■ DATASET ENTRIES:
---
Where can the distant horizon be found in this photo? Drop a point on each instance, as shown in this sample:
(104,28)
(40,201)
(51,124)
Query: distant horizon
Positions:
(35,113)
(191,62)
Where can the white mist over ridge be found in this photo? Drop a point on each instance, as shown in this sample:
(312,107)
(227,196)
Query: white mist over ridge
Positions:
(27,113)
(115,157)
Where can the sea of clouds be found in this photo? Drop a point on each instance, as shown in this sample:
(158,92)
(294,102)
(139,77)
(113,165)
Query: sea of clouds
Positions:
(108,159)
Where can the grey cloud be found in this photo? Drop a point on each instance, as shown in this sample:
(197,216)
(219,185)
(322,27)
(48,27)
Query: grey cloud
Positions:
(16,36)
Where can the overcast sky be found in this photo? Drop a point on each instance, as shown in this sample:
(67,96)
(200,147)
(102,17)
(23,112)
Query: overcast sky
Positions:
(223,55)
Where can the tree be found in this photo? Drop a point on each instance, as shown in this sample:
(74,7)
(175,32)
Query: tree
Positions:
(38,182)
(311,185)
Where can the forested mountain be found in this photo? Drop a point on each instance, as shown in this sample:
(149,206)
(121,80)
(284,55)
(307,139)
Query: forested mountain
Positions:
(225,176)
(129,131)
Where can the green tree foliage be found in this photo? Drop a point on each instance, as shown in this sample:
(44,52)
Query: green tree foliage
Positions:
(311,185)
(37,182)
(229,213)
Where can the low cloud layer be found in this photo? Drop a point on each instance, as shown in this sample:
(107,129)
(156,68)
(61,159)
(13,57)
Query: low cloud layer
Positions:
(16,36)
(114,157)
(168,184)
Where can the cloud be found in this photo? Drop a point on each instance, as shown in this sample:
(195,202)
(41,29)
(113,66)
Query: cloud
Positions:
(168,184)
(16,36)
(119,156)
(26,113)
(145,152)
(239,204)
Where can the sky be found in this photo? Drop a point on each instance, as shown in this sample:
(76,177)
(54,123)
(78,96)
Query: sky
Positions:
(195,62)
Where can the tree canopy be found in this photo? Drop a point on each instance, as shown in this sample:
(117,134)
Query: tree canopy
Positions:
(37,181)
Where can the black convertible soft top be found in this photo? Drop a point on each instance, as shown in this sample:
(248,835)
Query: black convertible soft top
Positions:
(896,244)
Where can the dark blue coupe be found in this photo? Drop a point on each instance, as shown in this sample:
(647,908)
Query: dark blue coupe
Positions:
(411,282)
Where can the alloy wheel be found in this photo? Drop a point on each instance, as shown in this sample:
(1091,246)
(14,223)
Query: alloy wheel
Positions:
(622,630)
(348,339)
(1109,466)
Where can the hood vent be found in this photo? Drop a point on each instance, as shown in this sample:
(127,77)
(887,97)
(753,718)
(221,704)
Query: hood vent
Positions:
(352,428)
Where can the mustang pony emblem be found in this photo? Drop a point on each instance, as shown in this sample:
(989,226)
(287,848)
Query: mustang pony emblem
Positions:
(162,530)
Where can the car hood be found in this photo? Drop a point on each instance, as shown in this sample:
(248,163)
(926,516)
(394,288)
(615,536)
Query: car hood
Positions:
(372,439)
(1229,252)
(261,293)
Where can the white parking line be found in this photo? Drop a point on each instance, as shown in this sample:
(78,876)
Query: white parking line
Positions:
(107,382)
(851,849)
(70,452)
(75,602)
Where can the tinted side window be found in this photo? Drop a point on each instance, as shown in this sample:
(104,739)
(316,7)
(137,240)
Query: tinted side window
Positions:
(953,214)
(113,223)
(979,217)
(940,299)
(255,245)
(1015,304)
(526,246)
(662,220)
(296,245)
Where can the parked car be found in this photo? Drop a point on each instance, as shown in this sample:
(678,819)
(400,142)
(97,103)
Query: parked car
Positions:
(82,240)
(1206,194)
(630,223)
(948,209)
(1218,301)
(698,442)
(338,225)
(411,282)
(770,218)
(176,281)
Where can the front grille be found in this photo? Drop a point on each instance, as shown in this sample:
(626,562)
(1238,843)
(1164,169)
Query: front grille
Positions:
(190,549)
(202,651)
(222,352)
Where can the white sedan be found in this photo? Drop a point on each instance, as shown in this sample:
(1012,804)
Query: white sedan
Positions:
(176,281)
---
■ TASK DETAILS: Can you retype all of the records above line for line, with no changes?

■ SOLUTION TO THIS TASK:
Where can the distant horizon be found in this photo? Drop a point on each instance, as shown in this sample:
(104,28)
(40,201)
(51,124)
Query: distant horizon
Positions:
(35,113)
(191,62)
Where can the white mist over ridge be found in this photo? Drop a point on each instance, as shown in this sample:
(312,107)
(227,196)
Query: white mist over ridge
Positions:
(27,113)
(115,157)
Where can the sea of clouds be found in this photo? Drop a point on each instance, as shown in this sample:
(158,92)
(294,102)
(139,77)
(113,165)
Query: sea of clouds
Positions:
(108,159)
Where can the grey cloud be found in this photo? Drop a point on each instance, as shown in this sample:
(197,216)
(219,185)
(322,27)
(48,27)
Query: grey cloud
Positions:
(16,36)
Where can the overcast sky be found in this photo? Drop a point on each instance, as shown in this sample:
(67,96)
(200,147)
(102,17)
(23,112)
Query: overcast sky
Positions:
(223,55)
Where can the tree be found in this photo? Drop a point on each instance, as shown in this sample:
(74,7)
(175,32)
Query: tree
Positions:
(38,182)
(311,185)
Where can the forested mountain be found in this photo? Drop a point on each instance, as shown in this sample:
(149,206)
(121,80)
(284,55)
(307,139)
Query: forested mountain
Positions:
(225,176)
(129,131)
Where can the green tree foliage be found in this photo? Drop a point on each instance, as shown in this sample:
(44,52)
Query: green tree foliage
Positions:
(311,185)
(37,182)
(229,213)
Where can the low cloud layer be found in this photo? Drop a point on each instance, as shown in this sample:
(107,129)
(156,68)
(61,159)
(13,57)
Query: low cloud layer
Positions:
(16,36)
(114,157)
(168,184)
Where can the cloud be found in this photo? Drop a point on each instance, as shown in this sample:
(195,202)
(41,29)
(113,66)
Query: cloud
Positions:
(168,184)
(16,36)
(119,156)
(26,113)
(145,152)
(239,204)
Where can the sky be found in this photo? Drop a point on each instance, as shown in this sample:
(76,177)
(54,123)
(78,96)
Query: sky
Positions:
(195,62)
Where can the tree canopy be found in this photo? Drop a point on each instance, as shown in this sample:
(117,134)
Query: tree canopy
Positions:
(37,181)
Where can the black convertible soft top be found in this photo? Drop a point on each instance, as shown in this sample:
(248,835)
Query: black convertible soft top
Positions:
(896,244)
Where can the dark blue coupe be found in this photo? Drop a point on each instance, as shown in this sample:
(647,908)
Query: dark blue coupe
Positions:
(411,282)
Where can the alloy wheel be found in this photo? Drop a point on each instance, as shown in this sample:
(1091,246)
(14,223)
Query: alloy wheel
Positions:
(622,630)
(348,339)
(1109,466)
Where can the hood vent be found in this photo? Drop a point on each instance, as shown in this sample:
(127,77)
(887,97)
(753,718)
(221,704)
Query: hood vent
Positions:
(352,428)
Where can the mustang pony emblem be found in this photo? Drop a point on each instance, as shown in this sample:
(989,226)
(287,848)
Query: mustang pony emblem
Positions:
(162,530)
Where can the car hood be found in this photo? Drop a point on each instance, as shown in this sample:
(248,163)
(926,516)
(394,288)
(615,536)
Query: car hood
Positions:
(372,439)
(1229,252)
(261,293)
Where can the white parking line be found in this photo? Drop a point on each instance, as shown in this sample:
(78,876)
Query: white parking line
Positions:
(107,382)
(851,849)
(70,452)
(75,602)
Where can the tinted side window be found in this photo? Drop a point on each instance, as shown in this sample:
(104,739)
(316,7)
(137,240)
Query: tinted side window
Positions:
(953,214)
(113,223)
(979,217)
(940,299)
(255,245)
(1015,304)
(526,246)
(662,220)
(296,245)
Where can the parked car be found in this photo? Drop a point on each instance, as shown in this sample:
(678,819)
(400,142)
(97,103)
Query: parked car
Positions:
(82,240)
(1206,194)
(630,223)
(948,209)
(1218,301)
(698,442)
(338,225)
(411,282)
(770,218)
(176,281)
Where can the front grille be found in this photo? Drop a point on each instance, as shown in this sample:
(626,562)
(1238,843)
(1164,169)
Query: front grille
Positions:
(190,549)
(202,651)
(222,352)
Where can the white sedan be found in this photo? Drop a point on each instance, as shown in this sample:
(1012,804)
Query: white sedan
Positions:
(176,281)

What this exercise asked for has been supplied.